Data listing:

----------

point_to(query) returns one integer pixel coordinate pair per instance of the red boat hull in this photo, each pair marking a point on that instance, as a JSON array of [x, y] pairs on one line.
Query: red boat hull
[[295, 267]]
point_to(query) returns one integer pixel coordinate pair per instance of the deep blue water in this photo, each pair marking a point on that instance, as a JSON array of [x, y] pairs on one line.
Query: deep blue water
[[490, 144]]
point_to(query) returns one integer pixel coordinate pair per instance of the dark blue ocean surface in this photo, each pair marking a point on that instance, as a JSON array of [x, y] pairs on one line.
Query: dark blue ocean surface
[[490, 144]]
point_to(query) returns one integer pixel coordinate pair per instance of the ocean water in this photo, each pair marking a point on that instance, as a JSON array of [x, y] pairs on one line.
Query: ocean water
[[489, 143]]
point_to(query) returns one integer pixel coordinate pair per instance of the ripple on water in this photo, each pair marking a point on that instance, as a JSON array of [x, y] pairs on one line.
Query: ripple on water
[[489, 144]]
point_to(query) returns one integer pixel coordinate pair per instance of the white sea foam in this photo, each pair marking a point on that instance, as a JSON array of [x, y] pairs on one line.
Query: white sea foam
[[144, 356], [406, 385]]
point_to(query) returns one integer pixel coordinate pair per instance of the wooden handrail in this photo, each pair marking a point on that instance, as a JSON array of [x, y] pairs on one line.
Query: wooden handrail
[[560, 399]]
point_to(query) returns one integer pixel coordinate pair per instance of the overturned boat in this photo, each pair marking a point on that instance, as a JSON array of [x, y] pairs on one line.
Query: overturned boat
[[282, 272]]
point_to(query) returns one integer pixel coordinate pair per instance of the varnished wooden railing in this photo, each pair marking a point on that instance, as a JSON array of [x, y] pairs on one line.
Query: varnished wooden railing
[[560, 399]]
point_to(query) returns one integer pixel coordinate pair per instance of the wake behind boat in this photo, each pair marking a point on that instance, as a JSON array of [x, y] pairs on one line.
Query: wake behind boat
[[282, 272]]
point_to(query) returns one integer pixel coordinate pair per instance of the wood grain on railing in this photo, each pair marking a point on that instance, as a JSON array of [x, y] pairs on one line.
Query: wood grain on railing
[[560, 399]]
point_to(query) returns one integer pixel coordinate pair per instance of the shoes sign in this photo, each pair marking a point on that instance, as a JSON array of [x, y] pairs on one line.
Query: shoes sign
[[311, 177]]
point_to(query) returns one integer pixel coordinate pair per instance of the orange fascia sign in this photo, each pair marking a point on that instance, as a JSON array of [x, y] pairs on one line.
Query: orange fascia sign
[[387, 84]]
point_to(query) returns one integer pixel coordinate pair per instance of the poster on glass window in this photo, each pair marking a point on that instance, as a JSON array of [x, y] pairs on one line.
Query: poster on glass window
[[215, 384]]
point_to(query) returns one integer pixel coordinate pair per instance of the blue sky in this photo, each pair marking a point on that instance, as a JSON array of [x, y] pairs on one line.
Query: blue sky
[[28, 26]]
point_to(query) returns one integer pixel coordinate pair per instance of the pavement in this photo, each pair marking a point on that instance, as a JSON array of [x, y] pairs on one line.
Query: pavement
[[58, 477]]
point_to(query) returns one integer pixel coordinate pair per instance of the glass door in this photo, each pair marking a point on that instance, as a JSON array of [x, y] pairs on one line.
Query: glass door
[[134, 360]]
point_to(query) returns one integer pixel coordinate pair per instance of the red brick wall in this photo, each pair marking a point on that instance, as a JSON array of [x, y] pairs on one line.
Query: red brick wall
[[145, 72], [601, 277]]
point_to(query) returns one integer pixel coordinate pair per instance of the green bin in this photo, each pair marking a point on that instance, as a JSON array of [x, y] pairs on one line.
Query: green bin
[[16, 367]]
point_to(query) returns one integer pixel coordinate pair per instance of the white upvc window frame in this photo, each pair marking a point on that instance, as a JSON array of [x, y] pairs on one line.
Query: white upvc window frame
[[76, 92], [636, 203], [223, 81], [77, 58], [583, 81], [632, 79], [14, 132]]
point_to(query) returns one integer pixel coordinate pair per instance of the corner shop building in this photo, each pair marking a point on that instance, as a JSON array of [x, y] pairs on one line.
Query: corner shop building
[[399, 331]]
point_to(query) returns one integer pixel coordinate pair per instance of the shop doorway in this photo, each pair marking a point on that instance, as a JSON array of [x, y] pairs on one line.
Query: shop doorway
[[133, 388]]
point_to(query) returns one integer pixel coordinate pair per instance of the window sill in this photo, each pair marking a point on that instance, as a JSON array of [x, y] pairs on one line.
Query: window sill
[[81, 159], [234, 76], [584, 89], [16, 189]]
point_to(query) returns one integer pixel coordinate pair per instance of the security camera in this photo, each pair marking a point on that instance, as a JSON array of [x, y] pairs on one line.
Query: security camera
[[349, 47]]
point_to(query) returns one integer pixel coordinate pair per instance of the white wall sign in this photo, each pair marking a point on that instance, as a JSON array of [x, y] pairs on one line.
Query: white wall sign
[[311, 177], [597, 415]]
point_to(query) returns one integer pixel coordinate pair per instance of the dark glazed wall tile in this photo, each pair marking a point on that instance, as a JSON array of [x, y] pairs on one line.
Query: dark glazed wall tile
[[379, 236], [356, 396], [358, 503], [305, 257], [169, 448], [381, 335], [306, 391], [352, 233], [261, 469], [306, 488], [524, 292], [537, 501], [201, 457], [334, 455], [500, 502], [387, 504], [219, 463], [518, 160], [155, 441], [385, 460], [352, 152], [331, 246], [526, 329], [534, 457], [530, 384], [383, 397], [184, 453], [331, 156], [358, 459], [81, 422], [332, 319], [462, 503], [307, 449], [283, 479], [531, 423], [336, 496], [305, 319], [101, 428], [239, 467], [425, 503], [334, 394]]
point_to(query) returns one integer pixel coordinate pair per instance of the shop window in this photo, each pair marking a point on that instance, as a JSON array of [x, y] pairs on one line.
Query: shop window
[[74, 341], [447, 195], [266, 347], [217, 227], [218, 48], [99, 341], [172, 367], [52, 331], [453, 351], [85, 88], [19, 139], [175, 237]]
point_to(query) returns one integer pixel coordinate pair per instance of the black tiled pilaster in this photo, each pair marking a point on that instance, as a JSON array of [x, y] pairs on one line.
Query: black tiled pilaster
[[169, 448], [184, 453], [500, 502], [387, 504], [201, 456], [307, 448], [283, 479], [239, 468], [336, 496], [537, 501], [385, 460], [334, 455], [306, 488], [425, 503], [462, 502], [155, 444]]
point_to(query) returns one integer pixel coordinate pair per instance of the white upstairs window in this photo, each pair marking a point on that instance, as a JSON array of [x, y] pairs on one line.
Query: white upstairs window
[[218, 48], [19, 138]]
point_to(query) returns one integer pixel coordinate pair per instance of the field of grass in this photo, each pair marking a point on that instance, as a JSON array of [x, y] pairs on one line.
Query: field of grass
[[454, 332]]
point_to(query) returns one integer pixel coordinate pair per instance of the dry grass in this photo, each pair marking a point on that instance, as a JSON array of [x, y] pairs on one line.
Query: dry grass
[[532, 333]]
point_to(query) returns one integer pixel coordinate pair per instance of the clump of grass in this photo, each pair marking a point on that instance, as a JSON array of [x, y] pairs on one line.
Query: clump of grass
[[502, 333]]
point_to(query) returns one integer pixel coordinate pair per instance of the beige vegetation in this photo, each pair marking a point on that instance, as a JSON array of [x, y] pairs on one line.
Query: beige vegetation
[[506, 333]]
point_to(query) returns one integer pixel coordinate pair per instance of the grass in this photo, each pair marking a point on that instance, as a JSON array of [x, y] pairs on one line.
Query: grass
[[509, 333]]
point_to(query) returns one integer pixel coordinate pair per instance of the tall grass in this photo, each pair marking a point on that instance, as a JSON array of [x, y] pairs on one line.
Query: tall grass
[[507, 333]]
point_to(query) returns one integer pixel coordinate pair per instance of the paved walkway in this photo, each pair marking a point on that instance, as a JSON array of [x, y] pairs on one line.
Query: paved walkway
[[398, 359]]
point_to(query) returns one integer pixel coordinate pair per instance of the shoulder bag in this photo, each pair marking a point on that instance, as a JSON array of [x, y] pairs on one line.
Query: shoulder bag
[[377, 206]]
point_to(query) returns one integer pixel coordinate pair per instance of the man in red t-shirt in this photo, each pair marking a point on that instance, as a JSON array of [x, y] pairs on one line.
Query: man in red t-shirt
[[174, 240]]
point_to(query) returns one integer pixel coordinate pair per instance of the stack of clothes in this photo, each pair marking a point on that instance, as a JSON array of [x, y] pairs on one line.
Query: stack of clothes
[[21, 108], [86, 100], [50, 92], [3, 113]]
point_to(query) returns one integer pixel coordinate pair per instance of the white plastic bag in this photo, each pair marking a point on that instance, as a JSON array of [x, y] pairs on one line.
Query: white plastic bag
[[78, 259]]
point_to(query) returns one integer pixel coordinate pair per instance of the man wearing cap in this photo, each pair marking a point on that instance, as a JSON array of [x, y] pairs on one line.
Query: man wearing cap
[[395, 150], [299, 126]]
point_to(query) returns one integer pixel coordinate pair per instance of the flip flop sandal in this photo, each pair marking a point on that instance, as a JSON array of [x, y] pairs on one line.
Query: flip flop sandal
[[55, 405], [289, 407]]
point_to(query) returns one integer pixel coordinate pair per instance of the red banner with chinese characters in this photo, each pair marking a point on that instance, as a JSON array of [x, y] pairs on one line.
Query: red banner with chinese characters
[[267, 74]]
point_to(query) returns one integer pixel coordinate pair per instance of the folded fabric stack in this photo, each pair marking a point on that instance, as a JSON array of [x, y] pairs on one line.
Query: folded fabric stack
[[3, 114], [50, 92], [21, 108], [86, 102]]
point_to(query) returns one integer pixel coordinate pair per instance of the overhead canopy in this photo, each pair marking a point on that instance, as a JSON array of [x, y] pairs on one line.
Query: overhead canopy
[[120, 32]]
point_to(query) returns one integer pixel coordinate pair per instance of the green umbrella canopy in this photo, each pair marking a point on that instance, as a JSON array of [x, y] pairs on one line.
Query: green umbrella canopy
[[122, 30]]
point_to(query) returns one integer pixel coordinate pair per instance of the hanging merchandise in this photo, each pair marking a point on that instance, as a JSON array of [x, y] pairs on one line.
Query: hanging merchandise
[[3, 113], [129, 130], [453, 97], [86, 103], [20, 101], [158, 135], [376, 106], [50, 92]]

----------

_Aim of the task_
Reproduce everything above from the line containing "of the grass" down to the line containing "[[398, 359]]", both included, with every pixel coordinate multiplied by 1.95 and rounded to a whole number (halves round up). Leave all other text unchanged.

_Correct answer_
point_to(query) returns one integer pixel coordinate pair per instance of the grass in this photo, each pair marking a point on that instance, as a JSON array of [x, y] pairs on one line.
Query: grass
[[993, 649]]
point_to(query) returns one integer pixel coordinate pair per instance of the tall grass in this photo, each pair marking a point on that instance, as a JSON array of [x, y] pairs on one line.
Query: tall grass
[[989, 649]]
point_to(query) returns one integer pixel coordinate pair per instance of the paved walkway in this photo, each pair marking a point on that instance, as a JSON array of [x, y] pairs on one line.
Query: paved walkway
[[776, 700]]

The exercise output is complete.